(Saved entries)
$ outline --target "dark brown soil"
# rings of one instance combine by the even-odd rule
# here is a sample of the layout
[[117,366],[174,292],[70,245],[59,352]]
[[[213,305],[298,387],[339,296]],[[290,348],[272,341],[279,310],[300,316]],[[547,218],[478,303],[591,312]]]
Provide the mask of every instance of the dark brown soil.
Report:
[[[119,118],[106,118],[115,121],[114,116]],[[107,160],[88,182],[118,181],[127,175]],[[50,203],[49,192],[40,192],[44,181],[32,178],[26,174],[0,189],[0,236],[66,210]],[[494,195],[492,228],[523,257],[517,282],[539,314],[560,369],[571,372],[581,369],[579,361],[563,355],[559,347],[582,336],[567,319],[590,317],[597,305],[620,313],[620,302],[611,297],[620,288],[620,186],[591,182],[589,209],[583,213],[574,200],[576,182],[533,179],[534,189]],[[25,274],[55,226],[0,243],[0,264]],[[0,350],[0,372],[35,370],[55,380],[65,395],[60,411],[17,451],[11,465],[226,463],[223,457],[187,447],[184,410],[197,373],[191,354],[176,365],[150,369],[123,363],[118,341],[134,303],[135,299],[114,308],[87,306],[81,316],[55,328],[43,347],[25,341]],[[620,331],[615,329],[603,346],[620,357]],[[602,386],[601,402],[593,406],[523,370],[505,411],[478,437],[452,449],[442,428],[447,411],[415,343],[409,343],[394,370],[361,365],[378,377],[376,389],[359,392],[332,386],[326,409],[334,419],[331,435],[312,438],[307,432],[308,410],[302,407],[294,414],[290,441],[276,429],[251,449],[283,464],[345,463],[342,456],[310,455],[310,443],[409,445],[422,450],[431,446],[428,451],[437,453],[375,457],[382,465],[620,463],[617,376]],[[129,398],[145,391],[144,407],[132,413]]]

### Your assignment
From the data above, report how many lines hold the word "dark", answering with the number by itself.

### Response to the task
2